Records held in a dataset:
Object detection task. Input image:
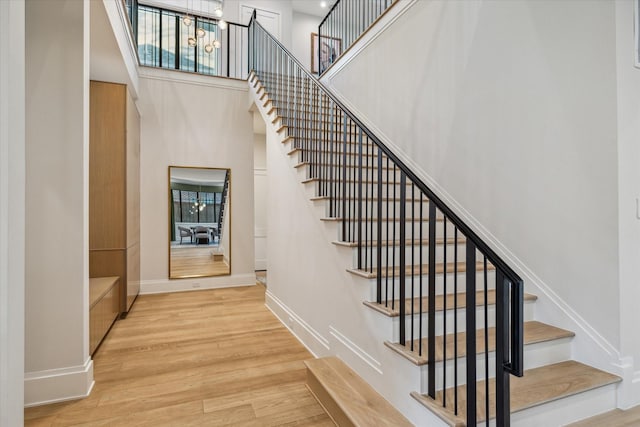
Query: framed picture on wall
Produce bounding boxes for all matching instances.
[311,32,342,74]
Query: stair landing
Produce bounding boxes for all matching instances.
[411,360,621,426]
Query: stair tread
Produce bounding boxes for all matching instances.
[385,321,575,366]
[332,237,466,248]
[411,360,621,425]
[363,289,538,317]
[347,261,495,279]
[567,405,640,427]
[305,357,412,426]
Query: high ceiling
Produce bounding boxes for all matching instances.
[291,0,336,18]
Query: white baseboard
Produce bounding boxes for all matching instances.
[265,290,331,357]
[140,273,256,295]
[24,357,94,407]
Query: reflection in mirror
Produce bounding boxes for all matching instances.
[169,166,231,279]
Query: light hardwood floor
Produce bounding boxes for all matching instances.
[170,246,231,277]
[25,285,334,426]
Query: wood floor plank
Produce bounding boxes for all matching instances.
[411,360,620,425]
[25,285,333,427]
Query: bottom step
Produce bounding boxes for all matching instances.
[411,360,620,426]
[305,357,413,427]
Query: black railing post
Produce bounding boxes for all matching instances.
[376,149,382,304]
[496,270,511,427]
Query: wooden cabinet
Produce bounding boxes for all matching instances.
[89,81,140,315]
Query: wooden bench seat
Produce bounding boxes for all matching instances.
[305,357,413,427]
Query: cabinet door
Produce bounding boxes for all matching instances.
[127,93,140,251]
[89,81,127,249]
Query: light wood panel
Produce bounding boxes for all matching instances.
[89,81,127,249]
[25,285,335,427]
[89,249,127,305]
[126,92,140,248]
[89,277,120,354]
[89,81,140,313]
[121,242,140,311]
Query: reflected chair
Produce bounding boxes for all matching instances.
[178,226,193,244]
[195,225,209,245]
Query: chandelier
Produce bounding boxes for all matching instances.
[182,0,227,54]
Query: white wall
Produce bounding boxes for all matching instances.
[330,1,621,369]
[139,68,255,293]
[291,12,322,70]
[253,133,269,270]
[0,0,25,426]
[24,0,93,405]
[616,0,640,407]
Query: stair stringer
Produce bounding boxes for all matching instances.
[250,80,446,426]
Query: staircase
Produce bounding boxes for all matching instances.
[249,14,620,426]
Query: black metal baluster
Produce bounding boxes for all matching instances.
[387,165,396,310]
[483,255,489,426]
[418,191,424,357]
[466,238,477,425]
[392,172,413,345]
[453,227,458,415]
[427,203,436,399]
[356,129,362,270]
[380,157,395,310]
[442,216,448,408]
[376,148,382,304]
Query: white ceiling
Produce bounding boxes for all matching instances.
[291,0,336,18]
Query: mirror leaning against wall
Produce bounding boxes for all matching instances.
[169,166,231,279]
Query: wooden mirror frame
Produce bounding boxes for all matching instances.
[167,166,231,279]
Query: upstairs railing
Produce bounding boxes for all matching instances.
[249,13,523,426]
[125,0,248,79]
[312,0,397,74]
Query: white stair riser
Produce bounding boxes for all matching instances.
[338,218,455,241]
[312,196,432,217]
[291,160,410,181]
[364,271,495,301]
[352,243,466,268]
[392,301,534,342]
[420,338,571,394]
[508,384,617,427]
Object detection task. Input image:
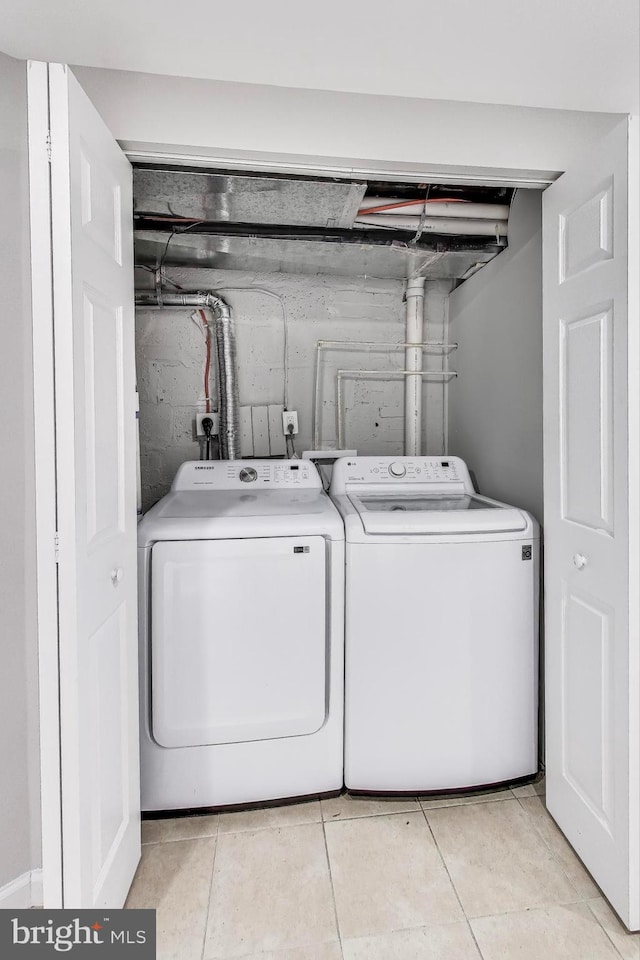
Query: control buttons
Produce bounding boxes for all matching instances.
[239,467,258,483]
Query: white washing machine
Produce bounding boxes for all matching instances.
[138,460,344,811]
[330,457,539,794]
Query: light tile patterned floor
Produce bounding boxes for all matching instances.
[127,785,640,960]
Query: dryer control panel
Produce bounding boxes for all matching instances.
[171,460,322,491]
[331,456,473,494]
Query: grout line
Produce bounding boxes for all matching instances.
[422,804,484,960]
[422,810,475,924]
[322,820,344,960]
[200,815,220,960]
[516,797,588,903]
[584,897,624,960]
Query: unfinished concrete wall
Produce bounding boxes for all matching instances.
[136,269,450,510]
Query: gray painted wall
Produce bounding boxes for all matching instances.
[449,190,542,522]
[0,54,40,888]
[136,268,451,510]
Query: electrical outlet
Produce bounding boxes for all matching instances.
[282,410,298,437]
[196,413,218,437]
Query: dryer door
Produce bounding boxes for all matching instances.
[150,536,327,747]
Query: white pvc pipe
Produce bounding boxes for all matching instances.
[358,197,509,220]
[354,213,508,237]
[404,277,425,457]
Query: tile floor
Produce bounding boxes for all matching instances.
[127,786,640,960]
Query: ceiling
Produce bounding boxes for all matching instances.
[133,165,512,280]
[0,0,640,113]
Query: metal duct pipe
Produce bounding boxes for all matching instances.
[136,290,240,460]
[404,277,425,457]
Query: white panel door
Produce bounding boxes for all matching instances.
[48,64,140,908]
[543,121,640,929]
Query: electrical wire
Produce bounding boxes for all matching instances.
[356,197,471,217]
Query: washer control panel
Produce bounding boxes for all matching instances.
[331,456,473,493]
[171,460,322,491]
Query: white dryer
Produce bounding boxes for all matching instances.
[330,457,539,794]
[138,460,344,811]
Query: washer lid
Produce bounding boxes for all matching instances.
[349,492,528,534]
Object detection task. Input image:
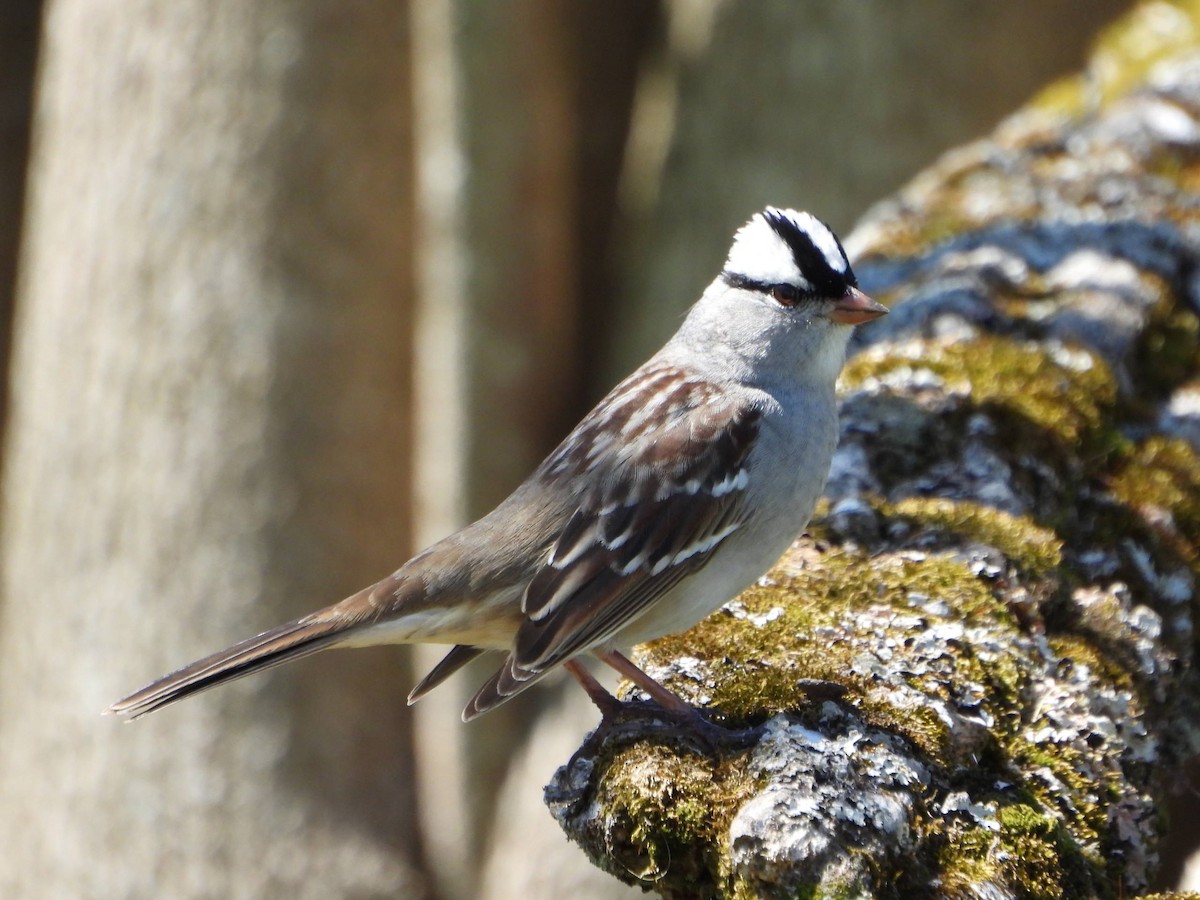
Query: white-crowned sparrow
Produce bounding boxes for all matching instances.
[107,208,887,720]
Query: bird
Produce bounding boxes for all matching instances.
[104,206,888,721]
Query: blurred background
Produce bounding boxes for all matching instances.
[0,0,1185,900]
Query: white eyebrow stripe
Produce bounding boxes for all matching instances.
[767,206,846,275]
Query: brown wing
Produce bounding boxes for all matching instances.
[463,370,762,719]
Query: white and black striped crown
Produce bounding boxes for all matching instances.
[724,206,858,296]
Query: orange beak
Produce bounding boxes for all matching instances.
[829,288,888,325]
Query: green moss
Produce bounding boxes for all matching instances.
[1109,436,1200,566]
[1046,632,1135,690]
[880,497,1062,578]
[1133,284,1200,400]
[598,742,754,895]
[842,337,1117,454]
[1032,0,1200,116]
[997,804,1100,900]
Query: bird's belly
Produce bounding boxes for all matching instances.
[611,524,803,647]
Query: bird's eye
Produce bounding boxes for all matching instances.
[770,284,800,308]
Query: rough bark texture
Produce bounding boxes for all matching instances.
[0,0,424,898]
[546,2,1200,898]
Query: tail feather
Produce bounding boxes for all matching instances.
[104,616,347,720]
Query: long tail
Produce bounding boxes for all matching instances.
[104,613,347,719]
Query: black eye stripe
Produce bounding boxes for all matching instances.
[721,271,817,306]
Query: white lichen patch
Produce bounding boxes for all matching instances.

> _Goal_:
Rewrite the listing above starting at the line containing "Query: bird's eye" and ending at the line containing "[721,271,817,306]", keeping every line in between. Add -76 to each bounding-box coordinate.

> _Output of the task_:
Query: bird's eye
Produce bounding boxes for all matching instances.
[694,208,724,232]
Query: rough bark texture
Produce bounding boxes for all matching instances.
[-76,-76,348,822]
[470,-74,1124,822]
Query: tail feather
Produce bounding boxes for all matching instances.
[28,540,271,644]
Query: long tail
Produce bounding boxes for all matching instances.
[28,537,271,643]
Query: black eye stripe
Produce bounding boxes for all matching instances.
[645,195,741,230]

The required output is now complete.